[WRITTEN INSTRUCTION] Rewrite the stretch from the start of the records through the line that contains "x=242 y=147", requests included, shifting every coordinate in the answers up by 138 but leaving the requests and their sample points as they are. Leave the pictures out.

[PROVIDED ENTRIES]
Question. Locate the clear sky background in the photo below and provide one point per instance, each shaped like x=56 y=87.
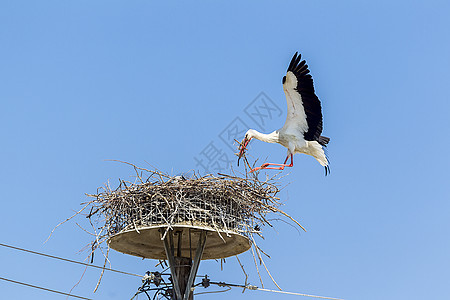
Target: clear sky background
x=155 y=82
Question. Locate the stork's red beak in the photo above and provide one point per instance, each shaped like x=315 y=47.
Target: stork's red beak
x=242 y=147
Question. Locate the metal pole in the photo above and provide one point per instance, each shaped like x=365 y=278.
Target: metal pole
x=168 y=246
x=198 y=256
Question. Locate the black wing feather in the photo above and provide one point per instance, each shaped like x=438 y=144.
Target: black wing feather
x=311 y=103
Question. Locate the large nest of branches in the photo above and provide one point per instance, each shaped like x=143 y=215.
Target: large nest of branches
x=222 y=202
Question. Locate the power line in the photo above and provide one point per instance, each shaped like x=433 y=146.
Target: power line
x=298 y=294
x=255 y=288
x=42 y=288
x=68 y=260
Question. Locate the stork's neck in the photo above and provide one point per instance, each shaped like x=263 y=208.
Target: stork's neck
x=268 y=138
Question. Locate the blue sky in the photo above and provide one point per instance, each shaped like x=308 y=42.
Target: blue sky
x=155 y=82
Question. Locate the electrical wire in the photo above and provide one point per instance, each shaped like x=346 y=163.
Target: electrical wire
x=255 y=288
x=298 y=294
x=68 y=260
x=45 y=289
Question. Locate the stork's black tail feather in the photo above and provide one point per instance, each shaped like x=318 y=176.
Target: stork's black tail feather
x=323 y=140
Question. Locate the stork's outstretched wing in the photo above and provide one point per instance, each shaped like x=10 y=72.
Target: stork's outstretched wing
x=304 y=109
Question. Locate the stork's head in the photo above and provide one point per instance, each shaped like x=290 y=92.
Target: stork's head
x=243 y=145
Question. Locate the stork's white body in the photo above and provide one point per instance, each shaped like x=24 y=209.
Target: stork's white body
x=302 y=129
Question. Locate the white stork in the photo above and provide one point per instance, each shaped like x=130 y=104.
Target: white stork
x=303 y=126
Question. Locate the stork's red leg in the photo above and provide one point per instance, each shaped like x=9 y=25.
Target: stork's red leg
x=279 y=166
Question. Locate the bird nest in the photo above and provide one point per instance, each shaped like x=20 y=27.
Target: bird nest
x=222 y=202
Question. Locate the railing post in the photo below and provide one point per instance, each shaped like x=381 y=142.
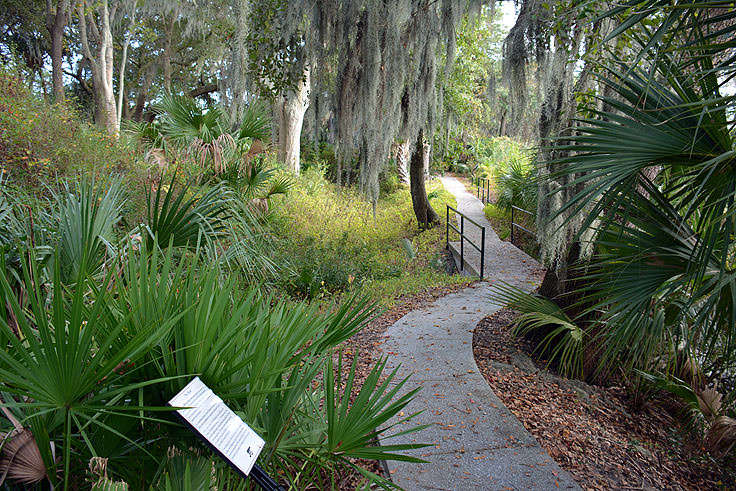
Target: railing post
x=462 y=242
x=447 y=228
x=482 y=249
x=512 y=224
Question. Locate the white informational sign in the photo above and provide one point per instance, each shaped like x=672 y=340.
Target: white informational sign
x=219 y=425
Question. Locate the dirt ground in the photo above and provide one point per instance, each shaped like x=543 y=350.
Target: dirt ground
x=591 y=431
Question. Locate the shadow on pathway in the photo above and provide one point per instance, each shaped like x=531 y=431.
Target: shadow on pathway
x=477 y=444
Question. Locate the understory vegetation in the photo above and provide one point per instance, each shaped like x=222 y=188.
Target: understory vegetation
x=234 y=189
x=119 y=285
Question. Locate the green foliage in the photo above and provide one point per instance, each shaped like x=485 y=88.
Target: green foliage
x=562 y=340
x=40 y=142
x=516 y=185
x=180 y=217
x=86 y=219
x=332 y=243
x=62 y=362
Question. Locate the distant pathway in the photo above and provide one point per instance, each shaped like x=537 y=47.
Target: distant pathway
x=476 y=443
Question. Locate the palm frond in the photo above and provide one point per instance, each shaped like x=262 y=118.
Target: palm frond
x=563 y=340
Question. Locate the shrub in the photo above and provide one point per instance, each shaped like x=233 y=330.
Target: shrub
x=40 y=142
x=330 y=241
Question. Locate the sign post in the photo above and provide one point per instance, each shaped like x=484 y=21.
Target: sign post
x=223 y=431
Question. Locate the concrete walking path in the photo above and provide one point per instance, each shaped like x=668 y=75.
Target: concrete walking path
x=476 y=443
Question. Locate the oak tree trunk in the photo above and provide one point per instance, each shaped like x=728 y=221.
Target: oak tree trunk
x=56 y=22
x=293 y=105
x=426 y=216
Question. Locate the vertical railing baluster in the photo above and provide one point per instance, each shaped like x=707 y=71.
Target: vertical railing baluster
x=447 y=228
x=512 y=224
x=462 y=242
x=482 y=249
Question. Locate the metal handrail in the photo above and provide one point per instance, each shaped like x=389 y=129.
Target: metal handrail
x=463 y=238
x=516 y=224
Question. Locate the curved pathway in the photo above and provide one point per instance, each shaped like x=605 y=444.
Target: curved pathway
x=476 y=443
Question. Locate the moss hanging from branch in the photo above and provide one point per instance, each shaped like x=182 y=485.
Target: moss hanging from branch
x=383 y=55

[EXERCISE ANSWER]
Question. Locate the clear sky background in the photo below and provide one point per instance, each shaped like x=56 y=87.
Target: clear sky background
x=293 y=220
Question. Locate the stork's red beak in the photo above and provide one point per instance, each shaped like x=315 y=47.
Target: stork's red beak
x=380 y=285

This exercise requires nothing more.